>> BEGIN

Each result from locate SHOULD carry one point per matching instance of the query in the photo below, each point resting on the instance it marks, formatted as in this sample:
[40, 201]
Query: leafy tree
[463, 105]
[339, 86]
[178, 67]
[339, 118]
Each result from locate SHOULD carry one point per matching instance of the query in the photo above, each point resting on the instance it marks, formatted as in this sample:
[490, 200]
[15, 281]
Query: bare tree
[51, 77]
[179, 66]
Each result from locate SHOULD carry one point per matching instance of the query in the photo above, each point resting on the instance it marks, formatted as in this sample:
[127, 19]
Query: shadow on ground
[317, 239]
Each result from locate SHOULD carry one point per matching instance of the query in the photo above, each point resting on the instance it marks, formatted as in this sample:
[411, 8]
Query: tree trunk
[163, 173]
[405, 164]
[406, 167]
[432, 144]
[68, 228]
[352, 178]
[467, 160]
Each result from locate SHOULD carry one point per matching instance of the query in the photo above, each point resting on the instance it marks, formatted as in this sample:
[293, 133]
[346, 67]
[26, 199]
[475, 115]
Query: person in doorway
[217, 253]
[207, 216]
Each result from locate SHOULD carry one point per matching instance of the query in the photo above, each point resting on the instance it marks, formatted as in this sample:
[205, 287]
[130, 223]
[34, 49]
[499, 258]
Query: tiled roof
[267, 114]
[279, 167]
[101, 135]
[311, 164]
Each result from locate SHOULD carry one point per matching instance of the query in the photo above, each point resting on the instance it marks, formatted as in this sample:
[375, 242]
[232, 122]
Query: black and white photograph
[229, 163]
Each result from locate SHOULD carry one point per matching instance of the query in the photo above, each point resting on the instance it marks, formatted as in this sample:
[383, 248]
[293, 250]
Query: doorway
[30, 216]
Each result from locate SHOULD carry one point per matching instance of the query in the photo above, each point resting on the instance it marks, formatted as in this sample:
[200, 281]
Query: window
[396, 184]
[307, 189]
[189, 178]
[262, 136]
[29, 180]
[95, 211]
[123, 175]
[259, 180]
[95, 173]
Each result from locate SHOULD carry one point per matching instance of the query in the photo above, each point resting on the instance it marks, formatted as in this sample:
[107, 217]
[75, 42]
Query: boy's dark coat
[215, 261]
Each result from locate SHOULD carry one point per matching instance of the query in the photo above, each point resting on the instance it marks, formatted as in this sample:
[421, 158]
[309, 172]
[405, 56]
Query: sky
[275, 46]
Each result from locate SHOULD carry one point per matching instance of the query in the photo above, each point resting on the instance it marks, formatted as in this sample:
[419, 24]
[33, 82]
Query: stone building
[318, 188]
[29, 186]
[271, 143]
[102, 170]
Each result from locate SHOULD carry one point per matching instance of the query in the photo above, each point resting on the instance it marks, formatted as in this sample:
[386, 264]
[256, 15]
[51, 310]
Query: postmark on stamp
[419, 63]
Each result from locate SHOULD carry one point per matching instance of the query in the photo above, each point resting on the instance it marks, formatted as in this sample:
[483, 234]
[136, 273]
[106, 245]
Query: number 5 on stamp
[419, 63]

>> END

Output all preceding records character for character.

→ SOLUTION TO THIS EXERCISE
Each result from locate SHOULD carry one point per matching instance of the query in the photo below, each point resting on the instance it marks, formatted as in this sample:
[40, 201]
Query: leafy tree
[463, 105]
[339, 86]
[178, 67]
[339, 118]
Each result from locate SHOULD carry one point per matching instance of the query in the photo above, each point resting on the instance it marks, formatted as in this sample:
[490, 200]
[15, 281]
Query: bare tree
[51, 77]
[179, 66]
Each result from locate SHOULD carry one point per matching instance of the query in the photo above, each point resting on the instance it marks, formatted as in this sample:
[127, 19]
Query: shadow on ground
[317, 239]
Each result from locate SHOULD carry one point per matching instance of the query in the photo above, each point resting on the instance it marks, formatted as in this sample:
[411, 8]
Query: tree trunk
[163, 173]
[405, 164]
[406, 167]
[432, 144]
[68, 228]
[352, 178]
[467, 160]
Each result from locate SHOULD carry one point per matching instance of the query in the photo above, each point resting on the instance it marks, formatted as in this sample:
[293, 133]
[346, 67]
[26, 199]
[475, 115]
Query: person in doorway
[217, 253]
[207, 216]
Each result from locate SHOULD carry one point per matching instance of the query in the photo above, each point resting on the instance it marks, formatted as in this sample:
[205, 287]
[130, 223]
[34, 49]
[499, 258]
Query: tiled roof
[267, 114]
[279, 167]
[101, 135]
[311, 164]
Each result from locate SHOULD carry one point per matching instance of the query in the photo above, each point resting on the instance it marks, formatted as in this sample:
[375, 242]
[232, 122]
Query: black and white photograph
[229, 163]
Each result from locate SHOULD carry one point per matching instance of the query in the photo above, each point resting on the instance it marks, formatted as in this sample:
[383, 248]
[293, 250]
Query: doorway
[30, 216]
Each result from locate SHOULD carry one point per matching instance of the query in the photo above, each point resting on the instance it marks, formatted as in this sample:
[200, 281]
Query: window
[396, 184]
[307, 189]
[189, 178]
[262, 136]
[29, 180]
[95, 211]
[123, 175]
[259, 180]
[95, 173]
Each result from locate SHOULD carry one point per matching instance of the query in the photo above, each point resting on the instance it marks, formatted as in this sample:
[107, 217]
[75, 42]
Query: boy's dark coat
[215, 261]
Each result from locate SHOULD carry one point per matching instance of the query in the photo above, each point resting on the instance it marks, formatted as in this sample:
[421, 158]
[309, 172]
[405, 56]
Query: sky
[275, 46]
Each result from locate SHOULD carry one point per matching instance of the query in the photo above, each point resting on the instance it marks, formatted as in this sample:
[419, 24]
[33, 82]
Query: stone building
[318, 188]
[29, 186]
[271, 143]
[102, 170]
Each result from locate SHOULD carry one point per matching instance of the query in the photo above, each point resting on the instance it marks, formatted as in this sample:
[386, 264]
[256, 15]
[51, 310]
Query: postmark on stamp
[419, 63]
Each result from locate SHOULD carry one point per matching instance of the query in the photo above, each point resting on the instance it marks, formatted as in this sample:
[483, 234]
[136, 273]
[106, 245]
Query: number 5 on stamp
[419, 63]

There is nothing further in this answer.